* **WHAT THE EXERCISE ASKS**
Extend the text on talking about due process and racial profiling by writing what follows its last point.

Talking About Due Process and Racial Profiling
Core Message: Due process is a human right central to the American justice system. American values of justice and fairness only stand strong when we uphold the right to due process.
Most audiences believe that due process in the legal system is a basic human right, central to preserving and upholding American values of security, fair treatment, and freedom from government persecution. However, while audiences hold the concept dear, they don’t always accept that violations occur, or understand how due process applies to immigrants or asylum seekers. Nonetheless, their embrace of due process as integral to our nation’s identity is an opportunity to tell a story of American values in peril, and to make the case for how to protect and restore them through a commonsense approach to our immigration policies.
- Lead with Values. Fairness, equality, America’s founding principles. Assert that the United States should protect due process in order to stand up for American values.
- It’s About All of Us. Research shows that arguments focusing on the goal of protecting our core values resonate better than a focus on protecting the specific rights of specific groups. Emphasize that due process is central to the credibility of our justice system, and that once we start denying rights for one individual or type of people, it puts all individuals’ rights at risk.
- Define the Term. While audiences are committed to the concept of due process, not all immediately understand the term itself. Describing due process as giving someone a fair trial, or access to courts and lawyers, or a set of standardized rules and procedures to protect individuals from being unfairly treated or imprisoned helps to make the term more accessible.

* **RECORDS PROVIDED**

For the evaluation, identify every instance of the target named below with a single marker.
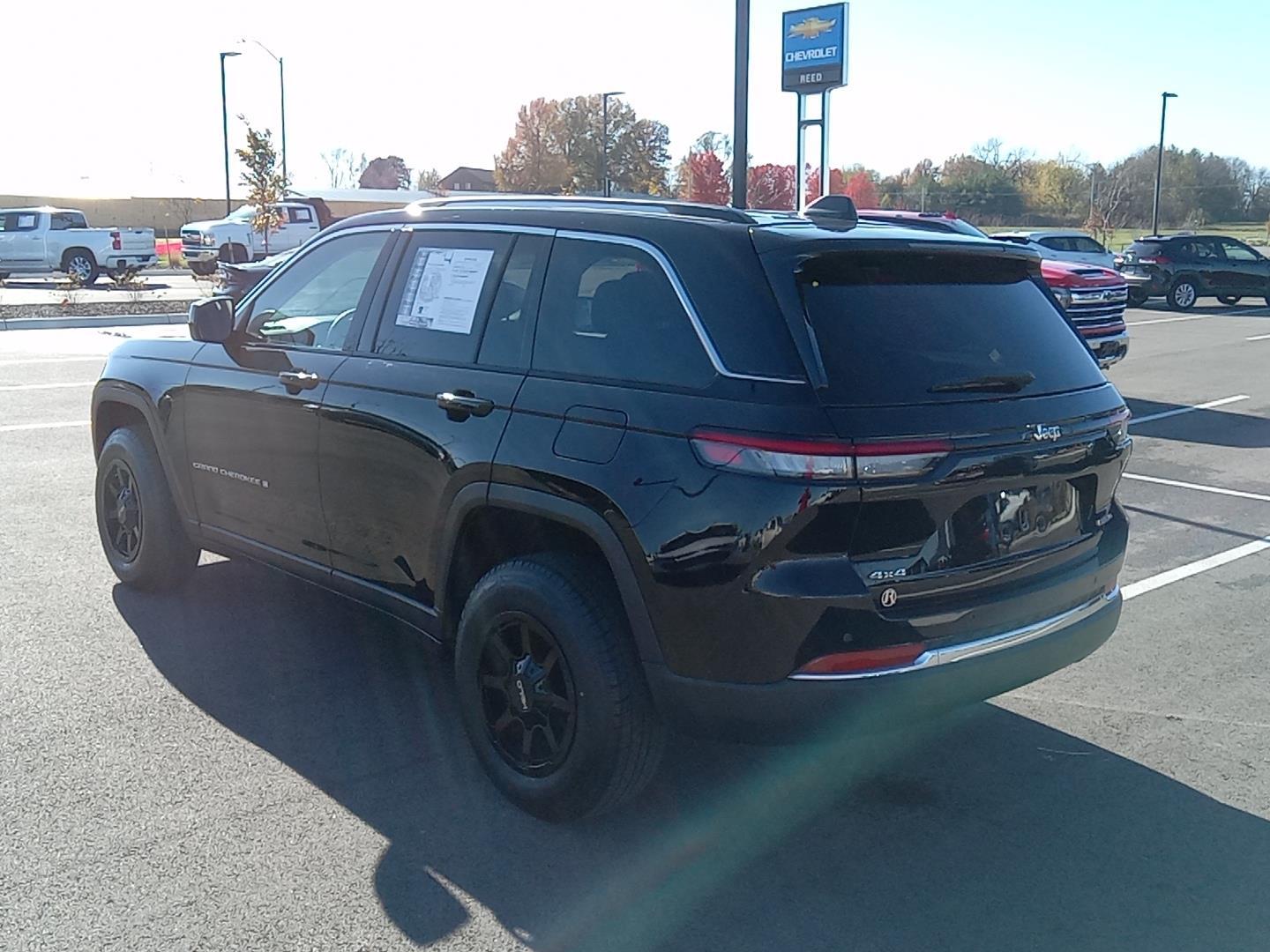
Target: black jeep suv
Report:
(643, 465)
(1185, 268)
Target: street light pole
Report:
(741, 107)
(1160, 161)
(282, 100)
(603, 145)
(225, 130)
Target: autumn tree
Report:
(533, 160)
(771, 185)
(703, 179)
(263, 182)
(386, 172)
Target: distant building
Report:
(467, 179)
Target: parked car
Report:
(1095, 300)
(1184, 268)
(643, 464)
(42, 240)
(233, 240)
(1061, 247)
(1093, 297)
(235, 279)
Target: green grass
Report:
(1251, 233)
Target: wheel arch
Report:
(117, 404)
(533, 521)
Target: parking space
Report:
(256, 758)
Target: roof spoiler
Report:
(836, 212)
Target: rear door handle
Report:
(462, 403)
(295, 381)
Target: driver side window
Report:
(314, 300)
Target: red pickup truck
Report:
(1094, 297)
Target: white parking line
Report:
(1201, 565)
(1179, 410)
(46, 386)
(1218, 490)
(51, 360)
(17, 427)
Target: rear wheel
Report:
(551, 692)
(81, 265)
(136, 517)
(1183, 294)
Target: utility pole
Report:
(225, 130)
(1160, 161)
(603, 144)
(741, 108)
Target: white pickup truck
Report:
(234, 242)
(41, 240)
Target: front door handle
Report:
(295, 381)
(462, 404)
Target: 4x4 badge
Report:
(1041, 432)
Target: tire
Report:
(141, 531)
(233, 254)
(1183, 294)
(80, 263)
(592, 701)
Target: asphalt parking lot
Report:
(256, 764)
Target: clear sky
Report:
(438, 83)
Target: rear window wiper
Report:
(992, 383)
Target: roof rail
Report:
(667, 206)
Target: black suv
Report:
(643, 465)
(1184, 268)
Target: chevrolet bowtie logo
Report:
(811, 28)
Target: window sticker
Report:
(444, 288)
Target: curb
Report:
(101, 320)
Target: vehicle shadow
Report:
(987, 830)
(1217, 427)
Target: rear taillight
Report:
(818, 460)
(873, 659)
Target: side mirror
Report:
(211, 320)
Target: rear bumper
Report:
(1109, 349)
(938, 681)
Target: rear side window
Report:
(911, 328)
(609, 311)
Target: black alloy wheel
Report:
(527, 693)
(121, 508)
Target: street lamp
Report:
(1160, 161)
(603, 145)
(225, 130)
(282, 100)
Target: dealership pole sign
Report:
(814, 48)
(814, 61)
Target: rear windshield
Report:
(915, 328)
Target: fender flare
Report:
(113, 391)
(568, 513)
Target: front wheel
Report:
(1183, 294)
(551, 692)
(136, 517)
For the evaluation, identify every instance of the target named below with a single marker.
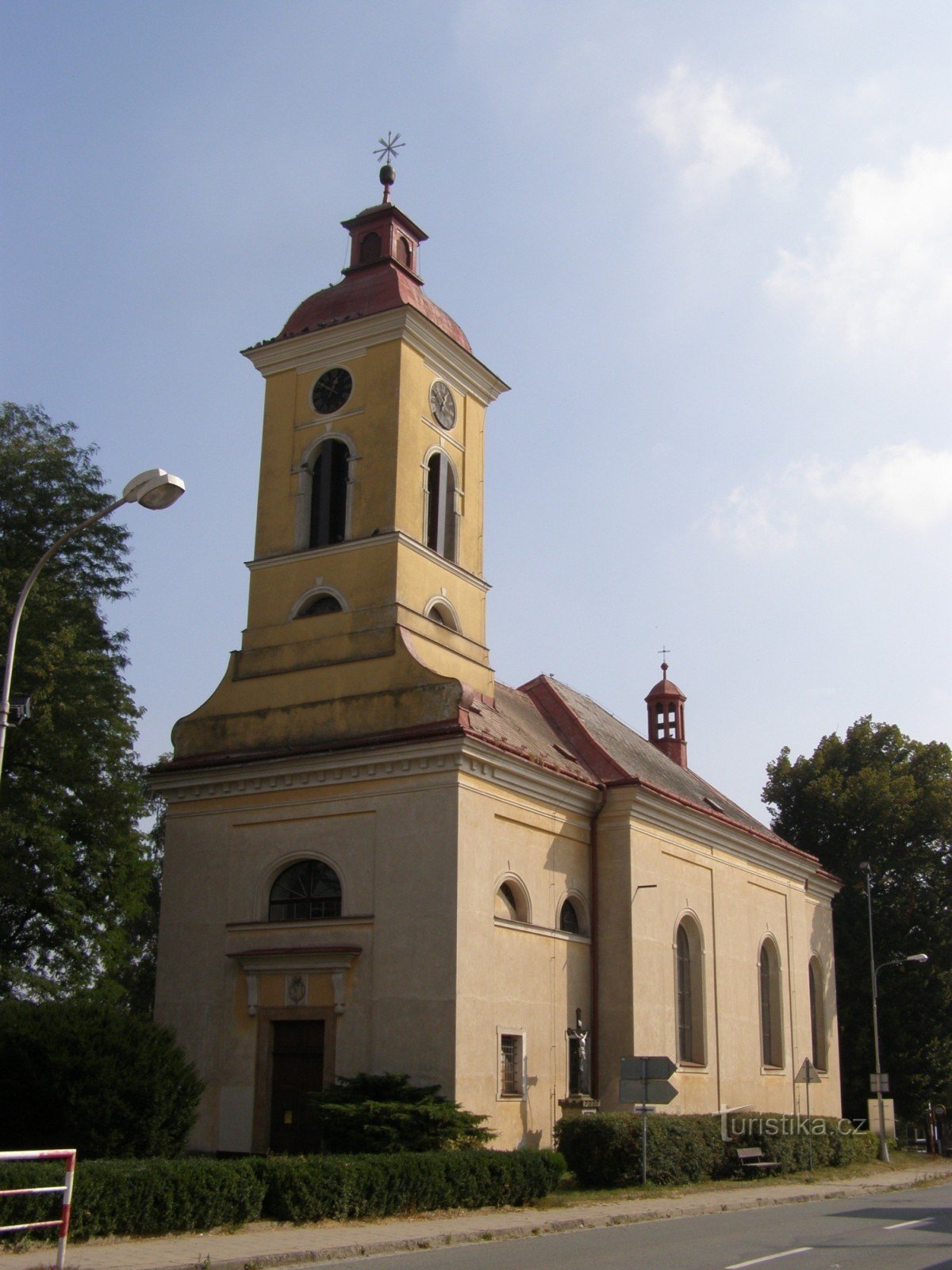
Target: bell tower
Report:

* **WRITTEN RESPONSE**
- Include positive solutions. This is an opportunity to talk about what does work, not just attack policies that don’t. We should always describe what needs to happen in order to restore and protect due process, and what audiences can do to support positive and effective changes to our immigration policies.
- Include key information about how the current system denies due process rights to immigrants. Participants are not aware of how laws can violate due process and have a hard time believing that this could be happening. Therefore, it is important to keep the language simple and straightforward. If the rhetoric strays from a simple description, the message may be lost.
- Include the Right Pieces of the Story. Past research showed that the elements of due process that audiences value the most include timeliness in granting due process, being allowed to call a loved one and a lawyer, and fair treatment.
Due process – access to courts and lawyers and a basic set of rules for how we’re all treated in the justice system – is a human right and central to our country’s values. We should reject any policies that deny due process, for undocumented immigrants or anyone else. Our values of justice and fairness only stand strong when we have one system of justice for everyone. If one group can be denied due process, none of us will be safe to enjoy the rights that this country says it stands for.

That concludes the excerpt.